START DATA

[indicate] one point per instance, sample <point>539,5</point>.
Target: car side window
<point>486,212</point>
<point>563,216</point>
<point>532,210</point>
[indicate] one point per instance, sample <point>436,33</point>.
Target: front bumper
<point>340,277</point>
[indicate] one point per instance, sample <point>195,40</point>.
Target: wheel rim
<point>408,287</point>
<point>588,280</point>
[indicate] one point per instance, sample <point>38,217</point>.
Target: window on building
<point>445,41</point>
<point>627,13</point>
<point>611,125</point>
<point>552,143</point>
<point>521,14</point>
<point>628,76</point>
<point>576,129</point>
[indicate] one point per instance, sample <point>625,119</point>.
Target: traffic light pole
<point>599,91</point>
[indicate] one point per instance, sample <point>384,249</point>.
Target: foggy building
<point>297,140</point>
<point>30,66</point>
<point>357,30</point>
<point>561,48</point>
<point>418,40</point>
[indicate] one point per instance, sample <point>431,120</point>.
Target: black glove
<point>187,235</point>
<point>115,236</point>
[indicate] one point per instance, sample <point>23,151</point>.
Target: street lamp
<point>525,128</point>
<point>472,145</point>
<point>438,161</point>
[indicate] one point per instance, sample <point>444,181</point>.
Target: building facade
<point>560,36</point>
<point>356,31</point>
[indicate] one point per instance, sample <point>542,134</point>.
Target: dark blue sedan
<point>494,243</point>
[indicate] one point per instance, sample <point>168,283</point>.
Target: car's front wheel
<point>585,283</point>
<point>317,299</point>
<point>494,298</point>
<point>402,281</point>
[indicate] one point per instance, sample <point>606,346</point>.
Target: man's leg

END DATA

Copy every line of the material above word for word, leaving nothing out.

FINISHED TASK:
[indicate] one point per instance, sample <point>539,5</point>.
Target: car side window
<point>486,212</point>
<point>563,216</point>
<point>532,210</point>
[indicate] one point per instance, sample <point>436,33</point>.
Target: front bumper
<point>340,277</point>
[indicate] one point per instance, sample <point>195,40</point>.
Target: wheel rim
<point>408,287</point>
<point>588,280</point>
[indicate] one point per instance, sample <point>38,217</point>.
Target: window on building
<point>445,41</point>
<point>627,13</point>
<point>611,125</point>
<point>552,143</point>
<point>521,14</point>
<point>628,76</point>
<point>576,129</point>
[indicate] one point per instance, sample <point>625,119</point>.
Target: traffic light pole
<point>599,91</point>
[indicate] one point per instance, sample <point>384,249</point>.
Target: foggy building
<point>297,140</point>
<point>30,66</point>
<point>357,30</point>
<point>561,48</point>
<point>418,40</point>
[indicate] one point per instance, sample <point>431,120</point>.
Target: black glove
<point>187,235</point>
<point>115,236</point>
[indicate] one point per instance, sample <point>23,151</point>.
Target: street lamp
<point>525,128</point>
<point>472,145</point>
<point>438,161</point>
[indicate] one point per instance, sample <point>444,181</point>.
Target: building facade
<point>560,36</point>
<point>356,31</point>
[indicate] one point per instance, sample <point>542,134</point>.
Target: dark blue sedan
<point>494,243</point>
[indicate] one point per instance, sample <point>168,283</point>.
Target: car's front wheel
<point>585,283</point>
<point>317,299</point>
<point>494,298</point>
<point>402,281</point>
[indicate] one point per instance, sample <point>606,346</point>.
Target: man's leg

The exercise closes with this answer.